Identify every line in the items below that contains the word "brown" and copy each one. Case counts.

Begin Entries

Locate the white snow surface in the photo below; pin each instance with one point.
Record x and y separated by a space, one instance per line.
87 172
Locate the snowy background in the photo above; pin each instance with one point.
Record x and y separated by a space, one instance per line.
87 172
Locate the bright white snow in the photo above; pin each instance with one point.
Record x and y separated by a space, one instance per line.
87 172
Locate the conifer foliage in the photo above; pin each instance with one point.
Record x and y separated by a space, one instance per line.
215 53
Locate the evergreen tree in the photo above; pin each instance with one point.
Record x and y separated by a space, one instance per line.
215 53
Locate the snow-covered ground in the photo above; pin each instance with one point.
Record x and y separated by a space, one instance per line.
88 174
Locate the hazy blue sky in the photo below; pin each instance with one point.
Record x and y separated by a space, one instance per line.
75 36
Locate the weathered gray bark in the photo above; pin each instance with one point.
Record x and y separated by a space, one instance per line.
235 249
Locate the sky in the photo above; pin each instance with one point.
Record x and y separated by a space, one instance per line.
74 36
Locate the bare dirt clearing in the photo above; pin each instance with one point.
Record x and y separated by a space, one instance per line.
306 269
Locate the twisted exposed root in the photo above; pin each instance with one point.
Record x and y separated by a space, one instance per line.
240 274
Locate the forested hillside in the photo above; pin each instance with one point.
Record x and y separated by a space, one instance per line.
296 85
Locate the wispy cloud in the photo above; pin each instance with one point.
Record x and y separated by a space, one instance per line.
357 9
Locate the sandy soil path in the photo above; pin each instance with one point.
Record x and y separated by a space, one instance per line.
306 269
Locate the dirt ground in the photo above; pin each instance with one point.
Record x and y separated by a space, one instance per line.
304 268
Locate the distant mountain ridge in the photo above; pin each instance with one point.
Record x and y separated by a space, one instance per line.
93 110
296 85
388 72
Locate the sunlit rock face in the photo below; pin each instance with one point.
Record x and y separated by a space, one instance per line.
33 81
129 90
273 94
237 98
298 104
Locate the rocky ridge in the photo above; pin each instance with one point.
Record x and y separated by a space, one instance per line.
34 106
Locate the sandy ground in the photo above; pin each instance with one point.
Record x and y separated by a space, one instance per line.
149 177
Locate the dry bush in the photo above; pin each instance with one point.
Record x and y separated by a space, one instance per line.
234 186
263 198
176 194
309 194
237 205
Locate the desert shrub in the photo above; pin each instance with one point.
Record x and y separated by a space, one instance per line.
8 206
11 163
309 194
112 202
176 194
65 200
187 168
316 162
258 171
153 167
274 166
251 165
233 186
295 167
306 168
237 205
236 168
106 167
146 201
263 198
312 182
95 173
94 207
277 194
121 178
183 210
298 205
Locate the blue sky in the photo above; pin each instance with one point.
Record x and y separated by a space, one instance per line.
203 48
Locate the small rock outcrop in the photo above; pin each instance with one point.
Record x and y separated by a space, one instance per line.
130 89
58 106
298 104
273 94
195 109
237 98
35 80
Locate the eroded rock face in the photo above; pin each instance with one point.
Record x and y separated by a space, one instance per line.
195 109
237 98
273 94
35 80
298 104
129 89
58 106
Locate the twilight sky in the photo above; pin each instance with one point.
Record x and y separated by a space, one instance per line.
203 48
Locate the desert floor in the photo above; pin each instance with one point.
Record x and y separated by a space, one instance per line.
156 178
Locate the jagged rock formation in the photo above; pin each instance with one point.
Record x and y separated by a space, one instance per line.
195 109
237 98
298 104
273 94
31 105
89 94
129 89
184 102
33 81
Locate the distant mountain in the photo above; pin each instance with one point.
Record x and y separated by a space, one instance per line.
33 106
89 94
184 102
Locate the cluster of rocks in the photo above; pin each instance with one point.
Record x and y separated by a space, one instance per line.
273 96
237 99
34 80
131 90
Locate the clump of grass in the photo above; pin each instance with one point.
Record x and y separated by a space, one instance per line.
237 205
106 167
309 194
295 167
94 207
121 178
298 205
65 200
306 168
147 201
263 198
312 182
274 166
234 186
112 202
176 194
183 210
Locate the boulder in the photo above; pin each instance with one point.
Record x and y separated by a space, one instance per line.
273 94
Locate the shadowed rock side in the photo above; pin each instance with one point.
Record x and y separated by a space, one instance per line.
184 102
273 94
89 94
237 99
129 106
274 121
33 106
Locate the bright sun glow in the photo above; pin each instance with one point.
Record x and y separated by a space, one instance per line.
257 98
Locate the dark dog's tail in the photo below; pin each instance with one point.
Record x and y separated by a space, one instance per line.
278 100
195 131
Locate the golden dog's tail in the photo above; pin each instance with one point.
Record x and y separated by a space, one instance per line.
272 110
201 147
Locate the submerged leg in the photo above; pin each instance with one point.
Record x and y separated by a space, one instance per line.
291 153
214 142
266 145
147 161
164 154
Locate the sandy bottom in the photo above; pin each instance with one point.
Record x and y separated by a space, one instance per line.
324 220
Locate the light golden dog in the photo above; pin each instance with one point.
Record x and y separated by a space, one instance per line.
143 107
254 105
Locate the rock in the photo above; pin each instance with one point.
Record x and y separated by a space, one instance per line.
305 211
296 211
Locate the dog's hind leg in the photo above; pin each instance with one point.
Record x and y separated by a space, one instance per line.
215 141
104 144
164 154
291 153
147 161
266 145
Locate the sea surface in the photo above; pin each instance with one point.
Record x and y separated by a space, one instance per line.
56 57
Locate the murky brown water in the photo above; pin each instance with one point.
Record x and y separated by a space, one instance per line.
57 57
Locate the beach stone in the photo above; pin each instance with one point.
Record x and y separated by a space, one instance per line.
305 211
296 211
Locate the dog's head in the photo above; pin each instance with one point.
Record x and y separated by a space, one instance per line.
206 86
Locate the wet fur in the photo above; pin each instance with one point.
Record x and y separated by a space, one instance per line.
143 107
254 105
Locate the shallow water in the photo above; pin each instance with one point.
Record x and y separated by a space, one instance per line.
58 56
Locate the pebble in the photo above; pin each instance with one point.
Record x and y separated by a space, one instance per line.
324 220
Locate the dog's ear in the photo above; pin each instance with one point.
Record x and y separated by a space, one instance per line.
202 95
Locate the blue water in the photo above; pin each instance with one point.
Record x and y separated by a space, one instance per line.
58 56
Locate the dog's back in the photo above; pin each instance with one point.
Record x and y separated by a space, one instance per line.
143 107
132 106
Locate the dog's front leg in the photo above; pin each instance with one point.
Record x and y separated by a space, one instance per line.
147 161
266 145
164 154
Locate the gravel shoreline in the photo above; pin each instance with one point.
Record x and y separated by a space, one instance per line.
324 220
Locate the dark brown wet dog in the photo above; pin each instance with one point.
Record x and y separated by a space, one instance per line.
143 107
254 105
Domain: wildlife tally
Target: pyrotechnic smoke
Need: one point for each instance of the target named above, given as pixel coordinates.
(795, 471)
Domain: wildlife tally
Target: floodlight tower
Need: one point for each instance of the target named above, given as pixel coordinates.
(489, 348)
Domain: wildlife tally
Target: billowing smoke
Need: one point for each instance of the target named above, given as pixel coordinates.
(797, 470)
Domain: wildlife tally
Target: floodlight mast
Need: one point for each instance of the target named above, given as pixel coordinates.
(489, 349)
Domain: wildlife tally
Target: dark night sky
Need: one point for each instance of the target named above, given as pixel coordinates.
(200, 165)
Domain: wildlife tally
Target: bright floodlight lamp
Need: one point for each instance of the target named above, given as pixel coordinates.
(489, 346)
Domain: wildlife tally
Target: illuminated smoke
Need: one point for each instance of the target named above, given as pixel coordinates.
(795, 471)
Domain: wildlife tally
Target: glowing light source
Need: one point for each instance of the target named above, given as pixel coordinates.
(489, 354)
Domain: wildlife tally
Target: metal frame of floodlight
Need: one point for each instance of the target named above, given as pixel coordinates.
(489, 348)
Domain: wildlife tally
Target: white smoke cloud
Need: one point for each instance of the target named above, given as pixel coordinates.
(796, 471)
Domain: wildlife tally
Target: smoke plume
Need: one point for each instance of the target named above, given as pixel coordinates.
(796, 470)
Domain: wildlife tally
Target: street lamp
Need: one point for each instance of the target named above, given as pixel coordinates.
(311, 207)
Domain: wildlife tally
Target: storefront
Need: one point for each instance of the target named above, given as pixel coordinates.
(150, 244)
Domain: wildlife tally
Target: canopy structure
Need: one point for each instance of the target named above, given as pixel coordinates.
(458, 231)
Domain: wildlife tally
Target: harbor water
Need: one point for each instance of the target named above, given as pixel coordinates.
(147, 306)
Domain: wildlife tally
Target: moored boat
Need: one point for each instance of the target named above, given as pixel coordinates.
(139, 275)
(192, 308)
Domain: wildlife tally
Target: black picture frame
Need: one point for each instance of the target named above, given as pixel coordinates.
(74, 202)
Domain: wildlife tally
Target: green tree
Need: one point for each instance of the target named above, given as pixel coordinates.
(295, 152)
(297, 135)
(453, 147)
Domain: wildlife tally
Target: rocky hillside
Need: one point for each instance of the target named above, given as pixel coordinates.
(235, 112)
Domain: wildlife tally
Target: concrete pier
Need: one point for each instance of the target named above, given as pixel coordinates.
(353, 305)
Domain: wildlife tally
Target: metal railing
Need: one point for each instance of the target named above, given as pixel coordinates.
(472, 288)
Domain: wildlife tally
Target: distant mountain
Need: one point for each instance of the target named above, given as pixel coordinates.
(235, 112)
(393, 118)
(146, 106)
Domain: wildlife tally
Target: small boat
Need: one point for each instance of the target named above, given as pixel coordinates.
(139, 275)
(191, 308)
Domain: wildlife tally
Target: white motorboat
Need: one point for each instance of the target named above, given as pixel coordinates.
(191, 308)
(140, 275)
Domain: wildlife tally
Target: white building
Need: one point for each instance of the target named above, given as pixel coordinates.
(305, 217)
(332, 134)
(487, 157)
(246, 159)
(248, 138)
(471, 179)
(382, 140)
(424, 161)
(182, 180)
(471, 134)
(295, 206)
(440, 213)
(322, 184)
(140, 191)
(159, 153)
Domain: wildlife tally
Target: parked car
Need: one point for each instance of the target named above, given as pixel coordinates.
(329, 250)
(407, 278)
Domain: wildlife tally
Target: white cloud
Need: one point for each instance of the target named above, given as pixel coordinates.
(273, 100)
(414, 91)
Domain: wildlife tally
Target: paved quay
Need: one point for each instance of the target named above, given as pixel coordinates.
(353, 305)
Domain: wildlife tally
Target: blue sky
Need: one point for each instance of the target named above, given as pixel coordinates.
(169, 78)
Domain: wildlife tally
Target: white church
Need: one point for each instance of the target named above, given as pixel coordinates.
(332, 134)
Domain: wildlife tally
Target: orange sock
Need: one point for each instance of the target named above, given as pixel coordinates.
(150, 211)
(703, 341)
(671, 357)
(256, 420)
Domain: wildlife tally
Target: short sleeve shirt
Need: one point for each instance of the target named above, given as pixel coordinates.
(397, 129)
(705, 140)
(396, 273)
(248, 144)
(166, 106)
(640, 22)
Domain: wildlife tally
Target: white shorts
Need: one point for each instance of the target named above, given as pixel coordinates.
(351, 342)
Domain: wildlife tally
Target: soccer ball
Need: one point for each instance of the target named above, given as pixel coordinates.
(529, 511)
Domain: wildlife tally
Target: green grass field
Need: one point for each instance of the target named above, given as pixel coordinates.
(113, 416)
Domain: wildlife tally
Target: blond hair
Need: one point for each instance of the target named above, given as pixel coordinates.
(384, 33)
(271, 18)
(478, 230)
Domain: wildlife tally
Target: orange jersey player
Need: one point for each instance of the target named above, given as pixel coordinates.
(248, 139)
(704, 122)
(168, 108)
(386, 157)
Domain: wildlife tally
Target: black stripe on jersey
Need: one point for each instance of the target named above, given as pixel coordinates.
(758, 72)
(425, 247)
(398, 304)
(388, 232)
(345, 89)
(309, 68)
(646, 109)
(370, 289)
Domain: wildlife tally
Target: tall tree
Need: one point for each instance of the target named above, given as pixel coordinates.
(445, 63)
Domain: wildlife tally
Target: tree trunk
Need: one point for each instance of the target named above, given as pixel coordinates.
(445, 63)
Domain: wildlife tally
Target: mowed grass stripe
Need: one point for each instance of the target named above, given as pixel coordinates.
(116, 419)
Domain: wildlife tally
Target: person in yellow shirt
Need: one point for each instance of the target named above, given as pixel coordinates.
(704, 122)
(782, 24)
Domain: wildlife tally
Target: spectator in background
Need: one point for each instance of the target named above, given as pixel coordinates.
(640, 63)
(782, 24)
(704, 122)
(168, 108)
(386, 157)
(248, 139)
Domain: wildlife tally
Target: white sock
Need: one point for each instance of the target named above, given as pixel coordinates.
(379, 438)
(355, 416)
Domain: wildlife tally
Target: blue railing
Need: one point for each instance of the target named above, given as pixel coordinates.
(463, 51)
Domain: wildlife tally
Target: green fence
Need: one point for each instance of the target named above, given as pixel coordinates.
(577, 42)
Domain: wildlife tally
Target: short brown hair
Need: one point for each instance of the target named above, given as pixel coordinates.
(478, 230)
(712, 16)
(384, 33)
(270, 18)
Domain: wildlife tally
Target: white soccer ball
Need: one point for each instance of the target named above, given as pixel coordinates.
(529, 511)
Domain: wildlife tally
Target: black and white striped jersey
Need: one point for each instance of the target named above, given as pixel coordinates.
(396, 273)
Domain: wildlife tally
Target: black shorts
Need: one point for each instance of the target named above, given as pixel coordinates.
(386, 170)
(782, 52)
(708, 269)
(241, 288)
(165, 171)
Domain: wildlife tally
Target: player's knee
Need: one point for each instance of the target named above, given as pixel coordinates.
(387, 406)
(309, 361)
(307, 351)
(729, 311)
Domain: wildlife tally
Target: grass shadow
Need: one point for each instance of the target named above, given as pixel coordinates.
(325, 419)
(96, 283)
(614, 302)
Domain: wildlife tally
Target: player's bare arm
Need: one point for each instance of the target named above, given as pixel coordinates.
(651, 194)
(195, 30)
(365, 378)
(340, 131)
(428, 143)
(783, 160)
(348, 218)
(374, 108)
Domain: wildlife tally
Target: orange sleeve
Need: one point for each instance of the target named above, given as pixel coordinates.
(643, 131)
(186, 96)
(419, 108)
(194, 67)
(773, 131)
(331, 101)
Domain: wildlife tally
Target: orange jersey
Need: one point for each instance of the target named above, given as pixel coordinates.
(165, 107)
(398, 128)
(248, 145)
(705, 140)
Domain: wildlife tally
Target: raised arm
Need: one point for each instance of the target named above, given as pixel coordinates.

End Entries

* _Reply_
Locate the murky brown water in the photo above; pin each instance with one point.
Locate the dark brown wet dog in the photo above; pin each instance with one point.
Target: short brown hair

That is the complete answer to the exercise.